**WHAT TO WORK ON:**
- A) Reproduce everything from "Most properties have" down to "after the storm." in the article on Coast property taxes.
- B) Extend the article on rising Coast property taxes, starting right after its final sentence.

**EXTRACTED TEXT:**
Higher property taxes are on tap for Coast residents as a result of property reappraisal by county tax assessors. Properties were reassessed in all three Coast counties this year and although many jurisdictions in Jackson County reduced their tax millage rate, most in Harrison and Hancock did not. The increases in property values means what you pay cities, counties and schools will be more than in the past.

Most properties have risen in value an average of 15 percent, according to county officials. Property improvement values increased about 7 percent.  Overall land values are also higher, especially in the northern areas where many Coast residents migrated after the storm.

What all this means is that many Coast residents will be paying higher property taxes come January and what you pay for car tags will also increase.

**DATASET EXTRACT:**
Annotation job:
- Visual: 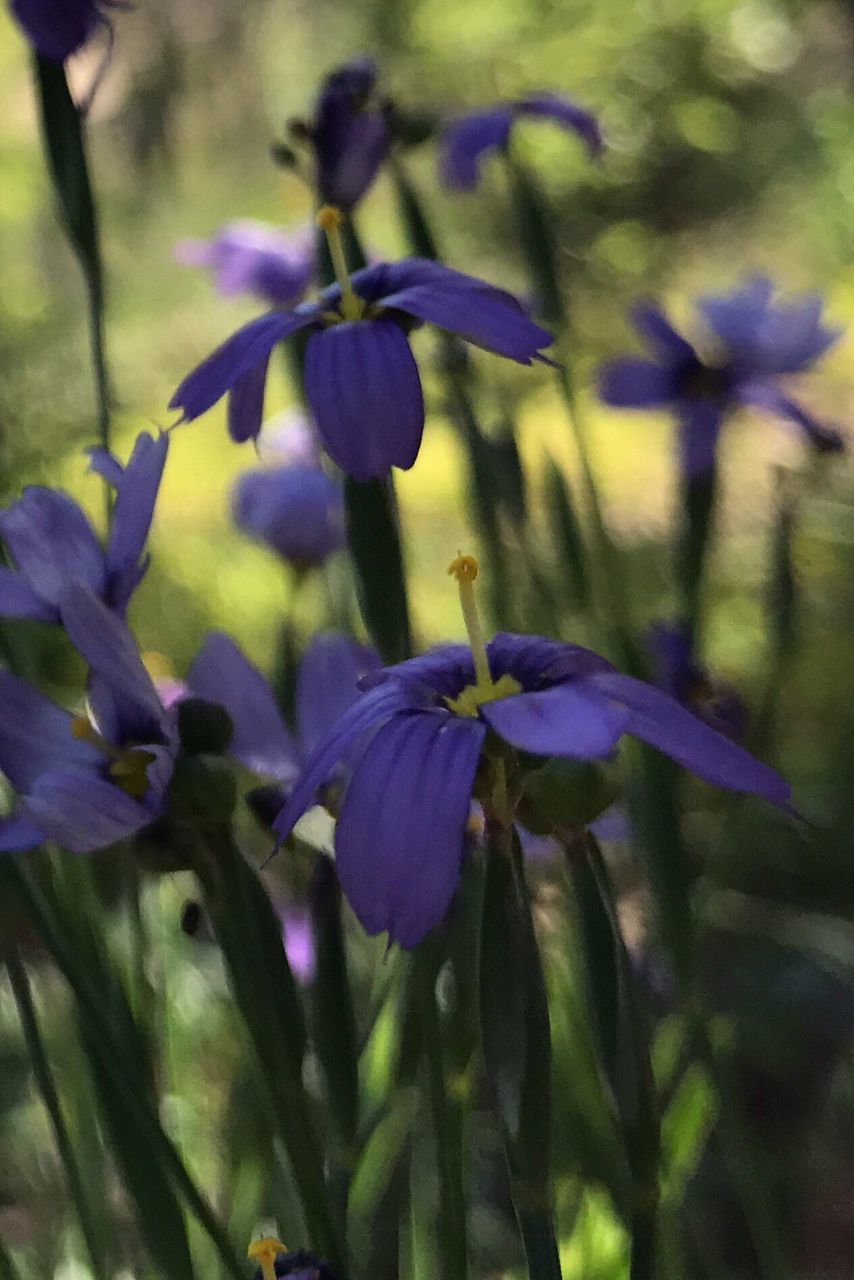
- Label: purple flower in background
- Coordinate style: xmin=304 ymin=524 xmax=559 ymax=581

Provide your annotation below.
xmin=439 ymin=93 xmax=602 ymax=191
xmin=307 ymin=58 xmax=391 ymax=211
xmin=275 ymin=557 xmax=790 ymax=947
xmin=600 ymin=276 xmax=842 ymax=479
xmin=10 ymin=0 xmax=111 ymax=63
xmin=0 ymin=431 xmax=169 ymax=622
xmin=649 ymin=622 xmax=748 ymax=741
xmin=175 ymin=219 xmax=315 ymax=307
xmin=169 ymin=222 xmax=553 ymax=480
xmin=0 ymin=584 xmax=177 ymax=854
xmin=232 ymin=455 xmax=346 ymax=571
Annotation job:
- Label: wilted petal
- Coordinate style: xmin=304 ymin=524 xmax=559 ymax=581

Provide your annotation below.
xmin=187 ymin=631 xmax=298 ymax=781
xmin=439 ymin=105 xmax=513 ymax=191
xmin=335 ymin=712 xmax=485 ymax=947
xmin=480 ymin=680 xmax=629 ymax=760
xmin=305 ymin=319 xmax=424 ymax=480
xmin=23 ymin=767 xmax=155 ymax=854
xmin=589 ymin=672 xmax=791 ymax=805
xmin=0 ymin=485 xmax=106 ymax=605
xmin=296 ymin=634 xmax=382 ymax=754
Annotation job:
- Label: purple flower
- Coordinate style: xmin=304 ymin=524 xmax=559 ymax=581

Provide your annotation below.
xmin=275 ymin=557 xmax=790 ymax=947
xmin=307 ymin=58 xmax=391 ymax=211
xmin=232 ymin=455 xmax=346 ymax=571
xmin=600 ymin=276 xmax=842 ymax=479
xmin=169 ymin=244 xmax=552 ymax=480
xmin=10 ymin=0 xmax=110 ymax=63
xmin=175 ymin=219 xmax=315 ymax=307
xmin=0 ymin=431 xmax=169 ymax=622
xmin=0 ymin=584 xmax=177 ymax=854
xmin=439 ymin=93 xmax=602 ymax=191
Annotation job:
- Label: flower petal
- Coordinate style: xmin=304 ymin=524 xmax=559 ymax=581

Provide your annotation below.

**THE REPLIES:**
- A)
Most properties have risen in value an average of 15 percent, according to county officials. Property improvement values increased about 7 percent.  Overall land values are also higher, especially in the northern areas where many Coast residents migrated after the storm.

- B)
State law requires counties to reassess property every four years. There has been expectation that property values, even where there had been loss of homes in Katrina-striken areas would increase and that is the case. In Harrison County, there is an across-the-board average 15 percent increase in home values. To offset some of the increase in values, Harrison County slightly dropped there millage rate from 44.35 to 43.65, less than one mil.

In Biloxi, a recent controversy that developed between the city council and Mayor A.J. Holloway over  a pay increase of city workers largely concealed that fact that the city failed to reduce its millage rate as a result of the property value increases.

During a time when many residents are still finding ways to recover and deal with the changes wrought be Katrina, the increase in property taxes will only make that effort more difficult.